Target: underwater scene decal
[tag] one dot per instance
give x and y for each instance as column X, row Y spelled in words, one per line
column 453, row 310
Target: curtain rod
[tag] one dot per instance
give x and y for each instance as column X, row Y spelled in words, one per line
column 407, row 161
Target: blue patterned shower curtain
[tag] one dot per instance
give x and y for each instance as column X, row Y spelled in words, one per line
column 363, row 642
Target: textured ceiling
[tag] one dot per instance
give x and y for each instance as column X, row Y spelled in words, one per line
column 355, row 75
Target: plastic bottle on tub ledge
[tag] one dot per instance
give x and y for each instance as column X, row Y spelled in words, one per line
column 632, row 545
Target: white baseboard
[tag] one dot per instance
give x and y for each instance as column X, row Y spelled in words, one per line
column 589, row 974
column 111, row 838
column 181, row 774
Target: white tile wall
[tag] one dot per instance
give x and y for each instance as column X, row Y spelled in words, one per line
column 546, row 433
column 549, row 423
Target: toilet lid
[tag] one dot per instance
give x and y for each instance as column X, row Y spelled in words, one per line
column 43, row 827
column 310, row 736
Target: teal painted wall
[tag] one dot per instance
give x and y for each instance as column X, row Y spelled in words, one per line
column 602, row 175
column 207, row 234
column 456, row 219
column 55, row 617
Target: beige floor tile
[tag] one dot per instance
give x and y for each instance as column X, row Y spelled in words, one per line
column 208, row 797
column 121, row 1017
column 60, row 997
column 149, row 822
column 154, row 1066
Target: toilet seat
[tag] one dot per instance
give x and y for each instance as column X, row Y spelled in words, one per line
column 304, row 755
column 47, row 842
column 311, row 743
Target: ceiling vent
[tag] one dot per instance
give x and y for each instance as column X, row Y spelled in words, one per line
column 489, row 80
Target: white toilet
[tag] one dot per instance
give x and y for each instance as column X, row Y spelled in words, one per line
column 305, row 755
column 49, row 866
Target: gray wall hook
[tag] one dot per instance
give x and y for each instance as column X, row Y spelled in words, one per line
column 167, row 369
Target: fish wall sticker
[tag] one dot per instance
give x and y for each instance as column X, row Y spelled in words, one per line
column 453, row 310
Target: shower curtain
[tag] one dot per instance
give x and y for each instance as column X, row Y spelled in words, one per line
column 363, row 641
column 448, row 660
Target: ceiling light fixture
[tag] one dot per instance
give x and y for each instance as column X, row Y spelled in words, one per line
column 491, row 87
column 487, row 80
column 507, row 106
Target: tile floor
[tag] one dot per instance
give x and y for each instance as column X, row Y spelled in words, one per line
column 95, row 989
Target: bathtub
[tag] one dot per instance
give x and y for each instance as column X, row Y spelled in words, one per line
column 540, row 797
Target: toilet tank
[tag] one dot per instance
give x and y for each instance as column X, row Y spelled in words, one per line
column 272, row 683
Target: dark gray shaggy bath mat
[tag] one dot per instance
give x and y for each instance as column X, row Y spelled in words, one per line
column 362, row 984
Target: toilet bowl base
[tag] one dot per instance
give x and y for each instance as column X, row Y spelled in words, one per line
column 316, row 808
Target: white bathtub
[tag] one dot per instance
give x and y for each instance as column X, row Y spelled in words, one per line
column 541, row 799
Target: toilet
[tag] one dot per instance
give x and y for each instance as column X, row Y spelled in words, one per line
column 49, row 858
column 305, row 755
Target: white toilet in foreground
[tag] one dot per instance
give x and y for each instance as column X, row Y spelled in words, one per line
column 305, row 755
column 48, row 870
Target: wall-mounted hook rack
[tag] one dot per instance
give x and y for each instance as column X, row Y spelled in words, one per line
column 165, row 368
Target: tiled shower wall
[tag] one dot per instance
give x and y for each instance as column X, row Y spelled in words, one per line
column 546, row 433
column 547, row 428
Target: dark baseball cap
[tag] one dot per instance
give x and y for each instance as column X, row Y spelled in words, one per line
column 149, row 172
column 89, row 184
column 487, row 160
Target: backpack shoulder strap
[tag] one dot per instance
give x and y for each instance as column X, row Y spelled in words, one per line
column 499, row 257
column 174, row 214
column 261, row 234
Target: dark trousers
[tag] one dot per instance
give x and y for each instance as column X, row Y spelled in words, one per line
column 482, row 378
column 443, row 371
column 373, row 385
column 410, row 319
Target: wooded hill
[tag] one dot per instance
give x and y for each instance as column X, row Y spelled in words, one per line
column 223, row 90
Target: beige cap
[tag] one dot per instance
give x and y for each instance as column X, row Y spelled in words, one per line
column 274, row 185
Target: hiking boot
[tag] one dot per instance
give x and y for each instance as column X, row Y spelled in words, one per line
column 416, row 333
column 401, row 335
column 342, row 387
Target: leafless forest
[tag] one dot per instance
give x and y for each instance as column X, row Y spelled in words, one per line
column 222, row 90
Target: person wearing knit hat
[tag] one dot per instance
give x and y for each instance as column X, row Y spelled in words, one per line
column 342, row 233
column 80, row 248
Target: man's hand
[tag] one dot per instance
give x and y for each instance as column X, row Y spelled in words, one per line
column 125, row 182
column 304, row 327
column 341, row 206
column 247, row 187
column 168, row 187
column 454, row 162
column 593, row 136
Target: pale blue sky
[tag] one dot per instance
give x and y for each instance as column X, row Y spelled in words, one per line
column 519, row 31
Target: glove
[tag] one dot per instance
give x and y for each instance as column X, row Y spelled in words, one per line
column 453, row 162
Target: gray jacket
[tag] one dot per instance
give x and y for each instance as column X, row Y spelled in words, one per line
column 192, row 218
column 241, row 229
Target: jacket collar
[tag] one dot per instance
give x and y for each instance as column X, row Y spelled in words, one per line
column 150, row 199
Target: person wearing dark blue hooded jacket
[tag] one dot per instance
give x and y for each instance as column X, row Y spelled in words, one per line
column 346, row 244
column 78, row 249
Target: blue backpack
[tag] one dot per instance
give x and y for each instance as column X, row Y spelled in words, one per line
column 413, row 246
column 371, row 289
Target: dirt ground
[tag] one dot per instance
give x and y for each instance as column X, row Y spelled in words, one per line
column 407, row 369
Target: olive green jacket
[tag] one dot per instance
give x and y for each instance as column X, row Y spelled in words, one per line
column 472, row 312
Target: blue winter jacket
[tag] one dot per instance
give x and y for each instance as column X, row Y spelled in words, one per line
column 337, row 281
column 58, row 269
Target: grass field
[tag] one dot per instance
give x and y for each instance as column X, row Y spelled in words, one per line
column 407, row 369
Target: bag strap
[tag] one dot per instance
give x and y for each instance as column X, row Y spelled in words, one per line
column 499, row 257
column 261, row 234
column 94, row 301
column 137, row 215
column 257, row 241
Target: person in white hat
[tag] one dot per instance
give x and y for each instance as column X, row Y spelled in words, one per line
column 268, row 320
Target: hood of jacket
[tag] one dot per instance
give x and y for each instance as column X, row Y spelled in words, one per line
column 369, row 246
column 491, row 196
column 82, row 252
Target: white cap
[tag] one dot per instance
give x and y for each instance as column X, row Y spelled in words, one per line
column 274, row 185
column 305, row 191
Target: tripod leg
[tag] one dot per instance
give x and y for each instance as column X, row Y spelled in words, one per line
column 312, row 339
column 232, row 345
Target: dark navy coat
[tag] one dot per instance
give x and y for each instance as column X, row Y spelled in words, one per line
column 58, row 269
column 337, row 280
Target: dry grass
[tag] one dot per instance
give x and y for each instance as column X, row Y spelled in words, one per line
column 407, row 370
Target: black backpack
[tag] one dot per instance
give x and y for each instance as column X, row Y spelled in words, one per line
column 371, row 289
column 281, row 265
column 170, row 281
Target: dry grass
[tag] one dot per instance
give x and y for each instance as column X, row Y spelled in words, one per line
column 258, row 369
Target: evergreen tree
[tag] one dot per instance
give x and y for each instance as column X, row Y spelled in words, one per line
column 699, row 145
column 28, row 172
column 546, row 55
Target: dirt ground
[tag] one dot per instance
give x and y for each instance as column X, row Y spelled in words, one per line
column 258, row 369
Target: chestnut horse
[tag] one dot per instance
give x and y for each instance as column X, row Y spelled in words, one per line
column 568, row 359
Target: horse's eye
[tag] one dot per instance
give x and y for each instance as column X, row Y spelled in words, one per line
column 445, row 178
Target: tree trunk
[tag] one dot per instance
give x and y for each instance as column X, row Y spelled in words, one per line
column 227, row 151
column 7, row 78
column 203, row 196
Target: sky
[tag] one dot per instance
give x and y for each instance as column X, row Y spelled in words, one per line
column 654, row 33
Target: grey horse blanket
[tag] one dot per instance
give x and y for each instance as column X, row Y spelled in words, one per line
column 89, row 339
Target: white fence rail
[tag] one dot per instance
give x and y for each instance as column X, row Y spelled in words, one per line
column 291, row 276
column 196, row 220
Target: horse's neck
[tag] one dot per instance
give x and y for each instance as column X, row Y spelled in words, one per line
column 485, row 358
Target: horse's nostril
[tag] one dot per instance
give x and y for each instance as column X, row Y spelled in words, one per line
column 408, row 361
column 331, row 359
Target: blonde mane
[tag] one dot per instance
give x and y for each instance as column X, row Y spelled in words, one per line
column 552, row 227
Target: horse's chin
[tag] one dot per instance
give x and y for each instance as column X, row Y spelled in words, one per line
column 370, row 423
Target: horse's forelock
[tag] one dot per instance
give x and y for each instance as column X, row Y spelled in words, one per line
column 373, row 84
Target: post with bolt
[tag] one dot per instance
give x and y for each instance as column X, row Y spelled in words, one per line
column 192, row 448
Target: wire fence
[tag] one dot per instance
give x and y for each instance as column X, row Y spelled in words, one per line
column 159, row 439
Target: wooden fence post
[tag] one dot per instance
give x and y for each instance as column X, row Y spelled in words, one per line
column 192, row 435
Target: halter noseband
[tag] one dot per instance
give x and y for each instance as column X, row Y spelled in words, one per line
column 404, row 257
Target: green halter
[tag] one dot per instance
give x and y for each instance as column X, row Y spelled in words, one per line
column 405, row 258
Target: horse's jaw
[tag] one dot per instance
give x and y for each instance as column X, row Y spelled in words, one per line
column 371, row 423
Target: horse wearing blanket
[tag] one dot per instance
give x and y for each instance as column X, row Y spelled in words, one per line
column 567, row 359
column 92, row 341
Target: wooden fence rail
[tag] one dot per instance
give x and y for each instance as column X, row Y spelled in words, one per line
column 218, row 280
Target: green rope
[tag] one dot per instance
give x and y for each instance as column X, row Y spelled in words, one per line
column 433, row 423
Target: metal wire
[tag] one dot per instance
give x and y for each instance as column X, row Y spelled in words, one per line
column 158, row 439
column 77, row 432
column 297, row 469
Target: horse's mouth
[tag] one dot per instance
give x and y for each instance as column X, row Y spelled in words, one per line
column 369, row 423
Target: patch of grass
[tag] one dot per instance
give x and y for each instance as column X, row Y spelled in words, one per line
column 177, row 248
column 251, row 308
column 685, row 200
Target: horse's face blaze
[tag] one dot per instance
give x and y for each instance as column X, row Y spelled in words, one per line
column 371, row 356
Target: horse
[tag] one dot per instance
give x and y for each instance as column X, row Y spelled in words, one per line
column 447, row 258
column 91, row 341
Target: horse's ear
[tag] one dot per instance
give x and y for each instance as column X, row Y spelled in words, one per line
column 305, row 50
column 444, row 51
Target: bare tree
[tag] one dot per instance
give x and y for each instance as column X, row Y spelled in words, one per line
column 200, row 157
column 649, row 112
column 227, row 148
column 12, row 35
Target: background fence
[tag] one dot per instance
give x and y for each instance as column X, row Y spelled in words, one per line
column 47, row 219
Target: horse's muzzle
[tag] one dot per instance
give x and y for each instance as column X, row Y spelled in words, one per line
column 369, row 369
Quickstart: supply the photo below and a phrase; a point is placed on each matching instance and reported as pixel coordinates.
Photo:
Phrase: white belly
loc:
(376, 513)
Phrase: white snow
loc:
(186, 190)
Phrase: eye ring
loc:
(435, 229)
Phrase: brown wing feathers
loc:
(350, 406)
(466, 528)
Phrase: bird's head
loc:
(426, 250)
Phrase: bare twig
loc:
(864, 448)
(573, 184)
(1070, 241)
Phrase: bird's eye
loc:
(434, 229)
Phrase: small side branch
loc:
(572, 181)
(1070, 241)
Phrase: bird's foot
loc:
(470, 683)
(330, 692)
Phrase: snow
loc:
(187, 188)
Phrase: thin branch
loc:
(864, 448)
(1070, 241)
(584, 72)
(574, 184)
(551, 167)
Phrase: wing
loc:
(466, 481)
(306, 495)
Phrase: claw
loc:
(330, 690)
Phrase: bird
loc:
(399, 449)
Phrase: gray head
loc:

------------------------------------------------

> _WHAT IS NEEDED_
Nothing but a number should be returned: the count of lines in the listing that contain the string "wooden".

> _RESPONSE AREA_
2